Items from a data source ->
::::

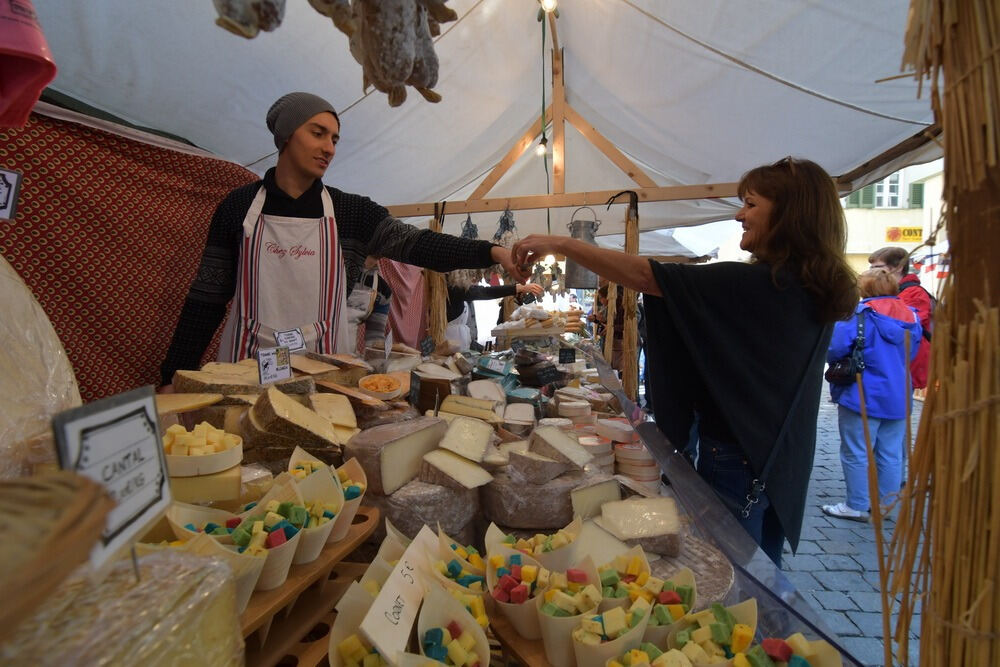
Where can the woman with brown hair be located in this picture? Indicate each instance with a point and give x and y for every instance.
(740, 345)
(885, 322)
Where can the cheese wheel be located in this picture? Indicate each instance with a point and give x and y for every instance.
(511, 502)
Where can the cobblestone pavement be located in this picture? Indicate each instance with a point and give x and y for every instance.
(836, 567)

::::

Nothing but the lines from the one containing "Where can the cobblestone" to the end of the records above should appear, each copied exactly.

Task output ->
Where can the cobblestone pavement be located in this picture? Indicate each instance with a point and give x and y for every instance.
(836, 567)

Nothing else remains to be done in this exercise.